Stored entries
•••
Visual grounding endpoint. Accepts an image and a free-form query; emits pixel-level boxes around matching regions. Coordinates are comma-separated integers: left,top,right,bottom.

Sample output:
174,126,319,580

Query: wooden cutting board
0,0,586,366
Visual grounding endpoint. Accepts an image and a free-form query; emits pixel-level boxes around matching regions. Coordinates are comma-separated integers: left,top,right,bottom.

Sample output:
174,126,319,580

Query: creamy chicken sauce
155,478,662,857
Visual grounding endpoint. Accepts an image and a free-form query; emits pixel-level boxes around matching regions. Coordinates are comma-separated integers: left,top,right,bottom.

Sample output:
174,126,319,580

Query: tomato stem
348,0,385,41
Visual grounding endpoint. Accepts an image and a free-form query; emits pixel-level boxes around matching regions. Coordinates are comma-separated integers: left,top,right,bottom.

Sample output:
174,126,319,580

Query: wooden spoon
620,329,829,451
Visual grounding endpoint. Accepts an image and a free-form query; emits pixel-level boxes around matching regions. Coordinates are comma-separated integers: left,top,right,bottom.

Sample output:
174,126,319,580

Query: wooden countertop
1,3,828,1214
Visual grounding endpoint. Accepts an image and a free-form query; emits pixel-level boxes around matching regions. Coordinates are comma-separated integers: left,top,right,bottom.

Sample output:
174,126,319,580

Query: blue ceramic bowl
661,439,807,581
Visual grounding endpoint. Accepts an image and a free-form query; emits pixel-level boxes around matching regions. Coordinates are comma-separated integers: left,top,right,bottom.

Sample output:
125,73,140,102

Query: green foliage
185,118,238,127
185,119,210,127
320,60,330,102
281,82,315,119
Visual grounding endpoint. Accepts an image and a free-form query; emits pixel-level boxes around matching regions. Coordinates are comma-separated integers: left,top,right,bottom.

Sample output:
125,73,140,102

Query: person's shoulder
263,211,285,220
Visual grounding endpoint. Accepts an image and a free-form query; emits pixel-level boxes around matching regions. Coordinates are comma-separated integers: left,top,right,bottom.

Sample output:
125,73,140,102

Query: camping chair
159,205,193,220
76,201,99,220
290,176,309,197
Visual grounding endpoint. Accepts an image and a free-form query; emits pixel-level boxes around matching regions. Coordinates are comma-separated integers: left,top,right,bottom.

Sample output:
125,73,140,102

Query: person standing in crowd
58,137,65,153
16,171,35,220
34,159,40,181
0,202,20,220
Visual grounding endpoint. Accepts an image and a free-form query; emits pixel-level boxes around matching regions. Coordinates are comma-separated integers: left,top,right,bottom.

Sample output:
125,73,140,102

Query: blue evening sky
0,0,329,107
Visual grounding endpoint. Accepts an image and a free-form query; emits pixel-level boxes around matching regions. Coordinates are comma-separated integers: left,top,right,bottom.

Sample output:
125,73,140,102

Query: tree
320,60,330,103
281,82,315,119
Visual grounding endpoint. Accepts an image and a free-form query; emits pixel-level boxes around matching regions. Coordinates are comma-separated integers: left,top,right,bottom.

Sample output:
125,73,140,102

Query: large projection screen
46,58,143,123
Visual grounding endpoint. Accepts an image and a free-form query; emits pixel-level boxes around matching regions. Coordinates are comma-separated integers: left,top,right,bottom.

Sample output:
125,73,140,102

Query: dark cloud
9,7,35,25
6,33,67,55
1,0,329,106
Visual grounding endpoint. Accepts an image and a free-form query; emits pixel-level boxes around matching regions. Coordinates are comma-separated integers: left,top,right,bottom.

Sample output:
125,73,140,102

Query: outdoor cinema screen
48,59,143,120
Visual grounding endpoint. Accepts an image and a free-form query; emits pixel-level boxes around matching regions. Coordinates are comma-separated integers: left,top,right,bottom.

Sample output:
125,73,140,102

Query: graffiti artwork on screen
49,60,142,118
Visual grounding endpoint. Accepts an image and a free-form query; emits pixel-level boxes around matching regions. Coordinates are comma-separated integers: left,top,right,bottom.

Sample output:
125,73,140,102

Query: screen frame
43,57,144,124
•••
**Action item**.
Would you please write out the entries again exactly?

**Response to this task**.
Visual grounding endpoint. Accepts an image and a free-form query; emits pixel-level boxes around matching regions. Coordinates are comma-separated integers: left,top,right,bottom.

Sample output:
174,126,319,580

Query: wooden cutting board
0,0,586,366
Visual grounding endpoint. Accepts an image and a free-form query; emits pixel-level boxes around matching regions. Coordinates are comma-separated integers: left,top,right,bottom.

Sample output:
174,126,319,580

Query: creamy chicken sauce
155,478,662,857
Visual grounding endpoint. Accepts an image and a free-form query; emits pixel-level boxes around matching regions. Coordinates are comma-separated integers: left,top,right,bottom.

Sample output:
174,126,319,580

Query: tomato stem
348,0,385,41
Visual grounding endpoint. Accepts an image and a free-form query; emits pixel-level boxes around matching regions. Coordinates are comma-separated integers: left,top,right,bottom.

Sample output:
174,126,319,580

Query: wooden spoon
620,329,829,451
Visual grounding endpoint. Accepts an image and a free-form query; emits pixel-level boxes around matching regions. Coordinates are comma-separated integers: left,top,right,bottom.

Sample output:
174,126,319,580

Query: wooden countertop
1,3,828,1214
Visual grounding endpoint. Accepts an image and a free-form query; emits pixel-level boxes around matching regions. Coordinates are comma-separated integers: left,top,right,bottom.

Sample output:
174,126,319,580

Query: blue ceramic bowl
661,439,807,581
Visual grounding endpoint. Accepts an image and a free-form query; emits pixel-level boxes around matching regions. Coordinates are comma-separated integers: left,top,right,bottom.

Sample output:
125,73,140,102

Query: green foliage
185,118,238,127
185,119,210,127
320,60,330,102
281,82,315,119
Visual grounding endpoint. Accepts an image and a free-form query; emits pixel-level boxes around matching regions. Coordinates are comma-separated integers: left,top,right,bottom.

Sample output:
125,73,140,102

Query: person's shoulder
263,211,285,220
Visual grounding endpoint. Accepts an image and a free-form query; emits pixel-level boxes around matching regions. Coordinates are comma-separated integers: left,top,right,bottom.

Sample output:
125,73,140,102

Query: camping chair
159,205,193,220
76,201,99,220
290,176,309,197
Visual grounding endpoint. Accepts an image and a free-form query; emits pixel-level boxes around matching regions. Coordinates are comma-separated integers: left,top,right,bottom.

Sample output:
125,73,140,102

Query: person standing in crowd
58,137,65,153
16,171,35,220
34,159,40,181
0,202,20,220
Visual grounding endpoint. Accepts an image and a free-form query; emits pixel-level boxes around matching regions. Coordinates are comma-separated integers: left,top,right,bottom.

Sample output:
125,73,140,102

Query: blue evening sky
0,0,329,107
Visual grounding endpoint. Accepts an image and a free-form query; emits pixel-level boxes around matching regions. Coordinates are comma-separated integers: left,top,right,bottom.

Sample output:
125,73,140,102

Query: tree
320,60,330,103
281,82,315,119
Visual grounding endpoint. Accepts an image and a free-form query; emits pixel-level boxes around matching regions. Coordinates are comma-separated integers: left,top,right,bottom.

Sample output:
125,73,140,102

Query: large projection screen
46,58,143,123
Visual grounding endpoint. Accepts an image and a free-form query; emits pixel-level boxes around matching regions. Coordinates are comma-separated integers: left,top,right,bottom.

Sample output:
125,73,140,102

Query: dark cloud
9,7,35,25
6,33,67,55
1,0,329,106
Visual grounding endpoint. Accepts an image and a free-form query; emits pixel-level boxes around matching regions. Coordinates are comma-separated integers: left,top,right,bottom.

Sample output:
125,73,140,102

Query: outdoor cinema screen
48,59,143,120
Visual grounding endpoint. Accepts an image and a free-form query; emits pixel-level boxes around matching regions. Coordinates are comma-separated integers: left,top,right,bottom.

Sample output:
125,73,140,102

Query: graffiti artwork on screen
49,60,142,118
Visual grounding endpoint. Accepts an image and a free-form query; emits pixel-level boxes around matching regions. Coordinates are comma-separated integers: left,top,right,bottom.

Sample output:
125,73,140,102

Query: screen frame
43,57,144,124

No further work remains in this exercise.